A l’origine de mon travail, en 1999, il y a un projet de fin d’études appelé « Comment se saisir du temps ? » 

Temps technologique, temps poétique, durées ou accélérations, je n’ai pas fini d’explorer ma recherche du temps passant : en 2013, à nouveau je rencontre une matière naturellement sensible au temps, la terre : temps de recherches et d’expérimentations, temps d’élaboration, temps de séchage, temps de cuisson, temps de refroidissement, à chaque stade de nouvelles formes, textures, couleurs peuvent naître. Le temps de la création est lent, chaque minute en est précieuse, surtout dans l’élaboration d’une pièce céramique. 

Mon travail se situe à la frontière entre art et design, entre artisanat et sculpture. Il m’est difficile de ne produire que des œuvres à installer et à regarder : je veux que la main prenne mes objets, qu’elle les manipule, les utilise, les use. Je voudrais que mes objets soient des compagnons de chaque jour ou de certains moments, qu’ils existent comme moyen de ritualiser le quotidien, pour l’enchanter mais aussi pour rassurer et entourer les humains.

Par ailleurs, dans le cadre de mon questionnement sur le temps, mes objets s’inscrivent dans le quotidien, c’est à dire qu’ils cohabitent avec nous chaque jour et ne sont pas « sacralisés ». 

Cela dit, je m’interroge sur le fait qu’un objet puisse devenir le marqueur d’un moment donné, en tant qu’il se charge de la mémoire d’un moment de vie. Tout comme un morceau de musique prend la couleur d’un souvenir, d’une période de la vie. 

Il acquiert alors un statut bien particulier, entre sacré et banal, entre universel et personnel.

J’ai longtemps utilisé des gobelets en raku qui se sont ébréchés, fendillés… un jour en les présentant à mes invités je me suis posée la question de l’effet que cela pouvait avoir vis à vis des convenances… Je me suis comme excusée auprès de mes hôtes qui étaient un couple tchèque-japonais et Jirka m’a dit, « Nous sommes au contraire honorés d’utiliser ces gobelets qui ont vécu longtemps à vos côtés, au Japon les choses usées sont considérées comme parmi les plus précieuses ! »

Voilà quelque chose qui rencontre vraiment ma façon de vivre : pas de nostalgie mais une continuité entre passé et présent.

### Objectif énoncé
Recopiez le passage du texte sur la céramique qui commence par « J’ai longtemps utilisé » et se poursuit jusqu'à « passé et présent. », en y remplaçant « gobelets » par « bols ». Les enregistrements n'interviennent en rien ici.

### Données fournies
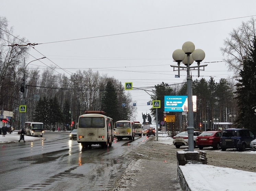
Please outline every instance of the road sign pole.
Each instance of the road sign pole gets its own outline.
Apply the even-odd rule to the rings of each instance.
[[[158,141],[158,119],[157,119],[157,108],[155,108],[155,114],[156,117],[155,117],[155,120],[156,122],[156,141]]]

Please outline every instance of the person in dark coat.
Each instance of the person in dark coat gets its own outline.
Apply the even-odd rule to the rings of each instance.
[[[19,142],[20,142],[21,139],[23,139],[24,142],[26,142],[24,139],[24,135],[25,134],[25,131],[24,130],[24,128],[23,128],[21,130],[21,136],[20,138],[20,140],[19,140]]]
[[[2,131],[3,132],[3,137],[5,137],[5,135],[6,135],[6,129],[7,128],[7,127],[4,127],[2,129]]]

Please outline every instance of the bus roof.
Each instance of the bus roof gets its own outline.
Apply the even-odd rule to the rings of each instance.
[[[25,122],[25,123],[33,123],[34,124],[43,124],[43,123],[42,122],[30,122],[30,121],[27,121]]]
[[[106,115],[106,112],[103,111],[85,111],[84,112],[85,114],[102,114]]]

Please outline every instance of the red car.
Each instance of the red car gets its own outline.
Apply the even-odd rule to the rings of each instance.
[[[218,131],[203,132],[196,138],[196,145],[199,149],[212,147],[214,149],[220,148],[220,137],[222,133]]]

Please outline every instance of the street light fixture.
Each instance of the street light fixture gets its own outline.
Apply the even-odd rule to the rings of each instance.
[[[187,70],[187,83],[188,93],[188,124],[187,128],[188,134],[188,150],[189,151],[194,151],[194,117],[193,113],[193,103],[192,99],[192,87],[191,81],[192,77],[190,74],[190,69],[197,70],[198,77],[200,76],[200,68],[203,67],[201,70],[205,70],[205,67],[207,65],[200,66],[200,62],[205,58],[205,53],[201,49],[195,50],[194,43],[190,41],[186,42],[182,45],[182,49],[177,49],[173,53],[173,58],[174,61],[178,63],[178,66],[171,65],[173,68],[173,71],[178,71],[178,77],[180,76],[180,70]],[[190,55],[192,54],[192,57],[194,60],[197,63],[197,66],[190,67],[190,65],[193,63],[193,59],[189,59]],[[187,59],[185,59],[186,55]],[[186,66],[181,66],[181,62],[182,62]],[[177,69],[175,68],[177,68]]]
[[[43,59],[45,58],[46,57],[43,57],[40,58],[38,58],[32,60],[32,61],[29,62],[25,66],[25,58],[24,58],[24,74],[23,76],[23,82],[22,83],[22,86],[21,90],[23,93],[23,98],[22,99],[22,105],[23,105],[26,104],[26,69],[27,68],[27,66],[28,64],[32,63],[33,62],[38,60],[40,59]],[[22,112],[21,113],[21,128],[24,128],[25,126],[25,113],[24,112]]]

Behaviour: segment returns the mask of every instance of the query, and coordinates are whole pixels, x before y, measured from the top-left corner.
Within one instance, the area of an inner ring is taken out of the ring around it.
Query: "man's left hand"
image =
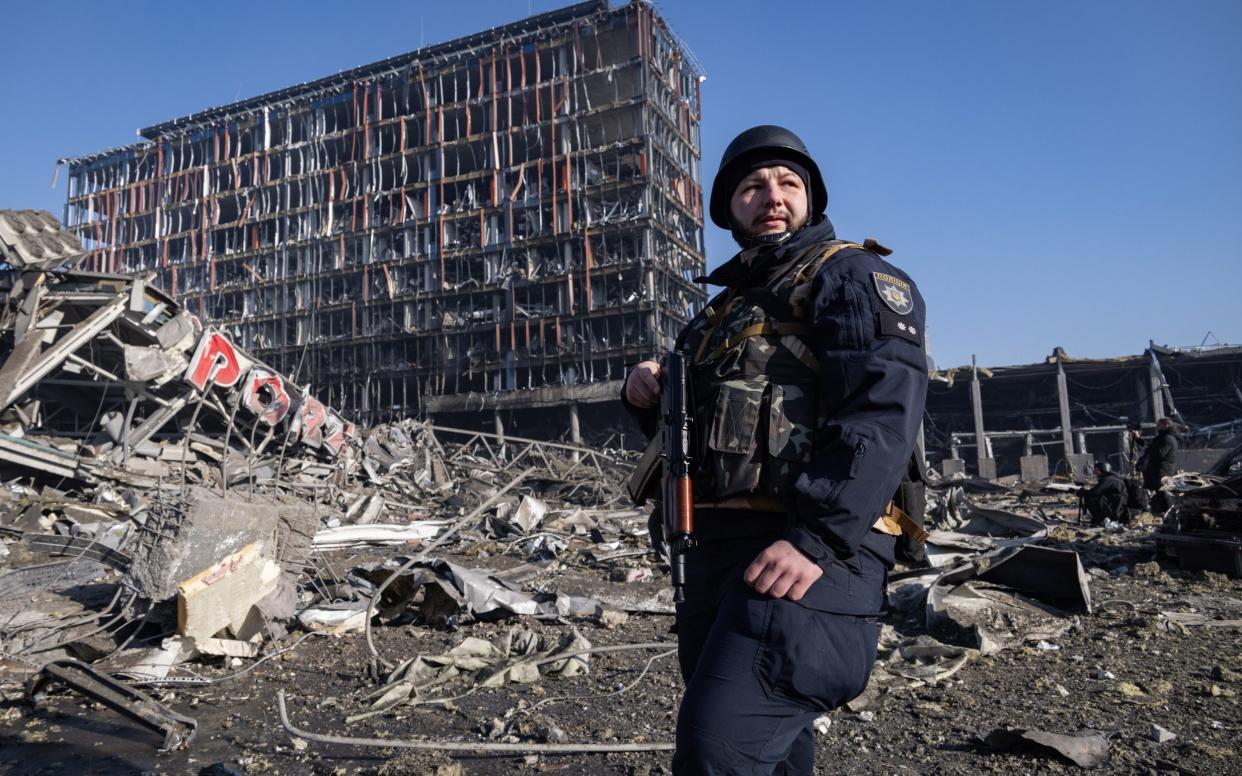
[[[779,539],[746,566],[743,579],[755,592],[773,598],[800,601],[810,590],[811,582],[822,575],[823,569],[792,544]]]

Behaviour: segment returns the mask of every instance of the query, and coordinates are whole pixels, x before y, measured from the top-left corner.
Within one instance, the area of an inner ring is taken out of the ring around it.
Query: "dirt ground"
[[[817,774],[1059,774],[1076,770],[1046,755],[997,752],[980,735],[1001,726],[1076,734],[1105,733],[1110,759],[1103,774],[1242,774],[1242,628],[1171,627],[1161,611],[1211,620],[1242,618],[1242,582],[1159,565],[1150,526],[1120,534],[1053,528],[1058,546],[1077,549],[1090,575],[1093,615],[1081,615],[1054,644],[1025,646],[981,657],[939,685],[894,690],[869,710],[831,713],[818,735]],[[446,555],[462,565],[503,567],[515,559]],[[338,553],[333,562],[356,562]],[[633,559],[642,566],[643,559]],[[615,581],[616,570],[554,564],[524,585],[633,600],[657,596],[664,577]],[[663,593],[667,596],[667,591]],[[594,646],[674,642],[672,617],[631,613],[623,623],[540,622],[510,617],[433,628],[417,617],[378,626],[375,643],[392,662],[443,653],[473,636],[499,643],[510,628],[529,628],[553,643],[578,627]],[[917,613],[893,612],[898,633],[920,632]],[[292,643],[294,632],[284,643]],[[1056,647],[1056,648],[1049,648]],[[199,721],[188,751],[158,752],[159,740],[111,710],[57,692],[39,709],[21,688],[4,687],[0,767],[7,774],[668,774],[669,752],[494,755],[427,752],[322,744],[281,726],[277,692],[292,723],[304,730],[374,739],[484,741],[671,741],[681,695],[676,659],[642,649],[594,654],[590,673],[545,675],[538,683],[471,689],[446,683],[445,703],[396,709],[347,724],[369,708],[376,683],[360,633],[310,637],[245,675],[209,687],[161,688],[154,694]],[[195,665],[204,677],[237,668]],[[635,680],[637,682],[635,683]],[[632,687],[628,687],[631,685]],[[1153,725],[1176,735],[1156,742]]]

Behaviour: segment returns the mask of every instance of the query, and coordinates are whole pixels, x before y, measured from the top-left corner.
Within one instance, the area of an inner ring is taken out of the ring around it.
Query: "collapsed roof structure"
[[[1128,471],[1129,431],[1165,416],[1187,432],[1181,468],[1201,471],[1242,431],[1242,348],[1169,348],[1078,359],[1057,348],[1042,364],[964,366],[932,374],[924,432],[944,473],[984,479],[1061,472],[1089,477],[1092,462]],[[1195,449],[1202,448],[1202,449]],[[965,453],[969,451],[969,454]]]

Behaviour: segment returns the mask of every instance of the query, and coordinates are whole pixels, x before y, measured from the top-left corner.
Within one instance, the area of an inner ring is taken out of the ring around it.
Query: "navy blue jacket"
[[[823,217],[769,256],[749,264],[735,256],[704,279],[717,286],[753,283],[790,252],[835,238]],[[857,551],[909,463],[927,400],[925,305],[909,276],[867,250],[837,252],[811,283],[812,334],[806,339],[822,366],[820,396],[827,416],[814,458],[795,485],[794,520],[784,538],[830,565],[832,556],[847,559]],[[908,298],[882,296],[888,289],[900,297],[902,286]],[[655,430],[658,410],[625,404],[645,431]]]

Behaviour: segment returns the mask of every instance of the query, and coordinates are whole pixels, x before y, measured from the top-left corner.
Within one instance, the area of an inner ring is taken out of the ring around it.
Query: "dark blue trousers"
[[[811,723],[867,685],[879,633],[873,617],[770,598],[743,581],[770,541],[710,543],[687,559],[686,602],[677,606],[686,680],[677,776],[810,776]]]

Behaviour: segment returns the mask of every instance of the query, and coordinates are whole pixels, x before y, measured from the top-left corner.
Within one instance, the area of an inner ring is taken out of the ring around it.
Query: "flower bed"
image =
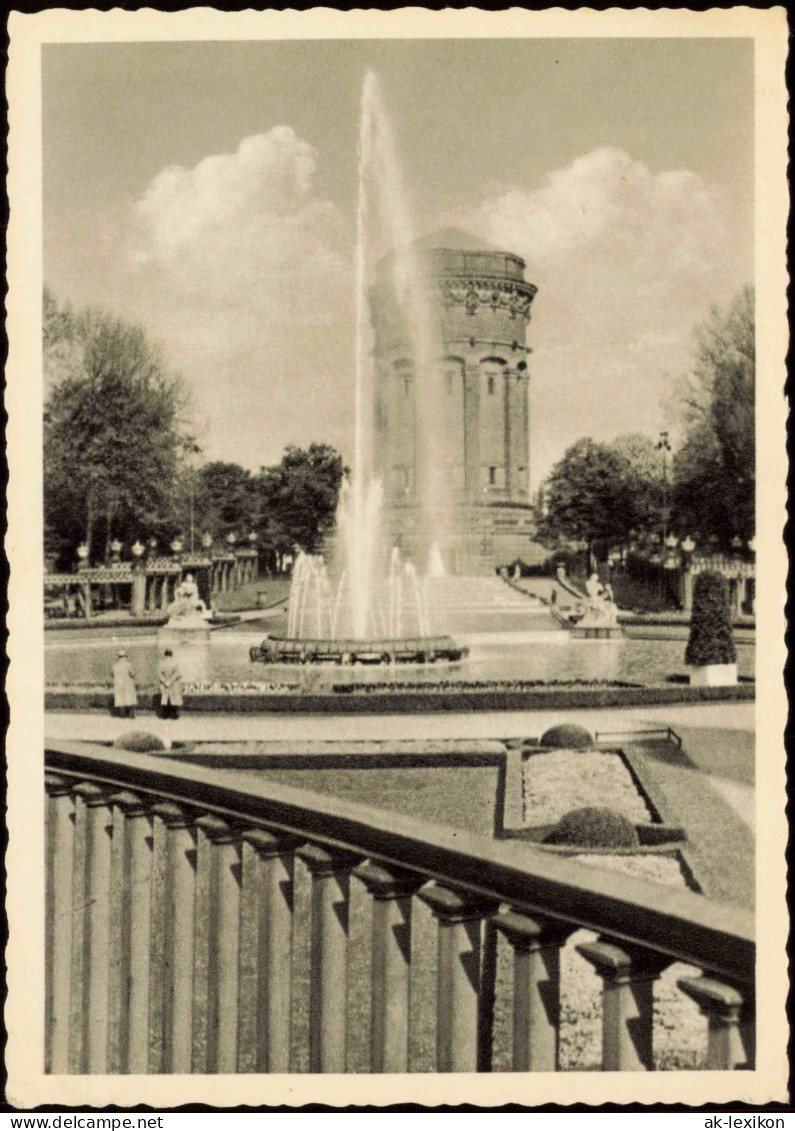
[[[527,827],[553,824],[572,809],[608,804],[633,823],[653,819],[621,754],[610,750],[546,750],[525,759]]]
[[[552,826],[571,810],[610,805],[639,824],[654,814],[623,758],[605,750],[547,750],[529,753],[522,766],[527,827]],[[690,887],[682,860],[671,849],[599,852],[573,849],[570,858],[611,869],[666,887]],[[577,931],[561,951],[562,1071],[597,1071],[602,1061],[602,979],[577,947],[596,935]],[[679,962],[655,983],[655,1067],[703,1068],[707,1022],[698,1007],[677,988],[681,977],[698,972]]]

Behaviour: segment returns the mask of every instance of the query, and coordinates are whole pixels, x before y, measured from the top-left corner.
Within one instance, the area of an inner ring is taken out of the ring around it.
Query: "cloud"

### Réponse rédigée
J’ai longtemps utilisé des bols en raku qui se sont ébréchés, fendillés… un jour en les présentant à mes invités je me suis posée la question de l’effet que cela pouvait avoir vis à vis des convenances… Je me suis comme excusée auprès de mes hôtes qui étaient un couple tchèque-japonais et Jirka m’a dit, « Nous sommes au contraire honorés d’utiliser ces bols qui ont vécu longtemps à vos côtés, au Japon les choses usées sont considérées comme parmi les plus précieuses ! »

Voilà quelque chose qui rencontre vraiment ma façon de vivre : pas de nostalgie mais une continuité entre passé et présent.